Copy the records verbatim, from the line containing "Where can you spot the black eyeglasses" through the line containing "Where can you spot the man's", both of those lines included.

....................

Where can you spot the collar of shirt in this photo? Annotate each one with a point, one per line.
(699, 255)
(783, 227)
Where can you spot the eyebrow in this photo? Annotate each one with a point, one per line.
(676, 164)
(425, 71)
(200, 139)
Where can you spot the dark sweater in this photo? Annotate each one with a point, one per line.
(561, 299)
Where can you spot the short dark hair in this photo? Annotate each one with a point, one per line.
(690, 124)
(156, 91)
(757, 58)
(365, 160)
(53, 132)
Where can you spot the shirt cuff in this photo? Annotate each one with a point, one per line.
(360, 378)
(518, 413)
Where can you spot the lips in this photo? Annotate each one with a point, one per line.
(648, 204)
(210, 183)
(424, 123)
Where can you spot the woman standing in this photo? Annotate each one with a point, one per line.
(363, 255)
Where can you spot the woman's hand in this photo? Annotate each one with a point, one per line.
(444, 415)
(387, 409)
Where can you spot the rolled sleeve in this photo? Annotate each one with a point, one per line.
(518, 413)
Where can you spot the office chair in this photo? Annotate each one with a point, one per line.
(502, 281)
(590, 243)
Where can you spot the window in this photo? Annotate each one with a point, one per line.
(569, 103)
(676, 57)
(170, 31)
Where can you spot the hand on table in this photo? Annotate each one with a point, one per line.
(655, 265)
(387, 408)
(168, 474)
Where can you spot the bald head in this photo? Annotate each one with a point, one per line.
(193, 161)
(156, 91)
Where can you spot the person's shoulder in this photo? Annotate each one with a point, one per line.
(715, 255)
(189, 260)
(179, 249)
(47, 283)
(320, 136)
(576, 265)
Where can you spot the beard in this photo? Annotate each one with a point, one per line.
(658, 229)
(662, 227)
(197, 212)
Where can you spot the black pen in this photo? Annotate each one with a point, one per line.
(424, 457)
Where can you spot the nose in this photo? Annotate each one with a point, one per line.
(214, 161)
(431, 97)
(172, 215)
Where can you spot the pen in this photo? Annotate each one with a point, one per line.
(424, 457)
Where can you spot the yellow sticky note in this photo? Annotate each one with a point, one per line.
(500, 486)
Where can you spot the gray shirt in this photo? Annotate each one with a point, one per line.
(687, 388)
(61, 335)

....................

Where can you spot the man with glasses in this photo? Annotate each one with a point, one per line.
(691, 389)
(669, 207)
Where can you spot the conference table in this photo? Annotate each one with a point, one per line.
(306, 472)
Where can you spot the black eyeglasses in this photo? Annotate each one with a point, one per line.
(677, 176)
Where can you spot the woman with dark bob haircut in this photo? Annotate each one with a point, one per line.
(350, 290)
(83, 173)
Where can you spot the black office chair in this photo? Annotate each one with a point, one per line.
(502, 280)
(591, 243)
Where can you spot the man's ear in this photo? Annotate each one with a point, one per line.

....................

▶ _Answer to this task_
Where can you spot the black eyeglasses in this photo? Annotate each one with a point, one per line.
(677, 176)
Where can you spot the woman with dark bob haircut in this photo? Annotate each one with a point, one per line.
(350, 290)
(83, 173)
Where can you spot the black office chair in this photo? Annotate each one with a point, one per line.
(502, 280)
(591, 243)
Where can you spot the man's ear in this photo? Annotate each one with a point, one per line.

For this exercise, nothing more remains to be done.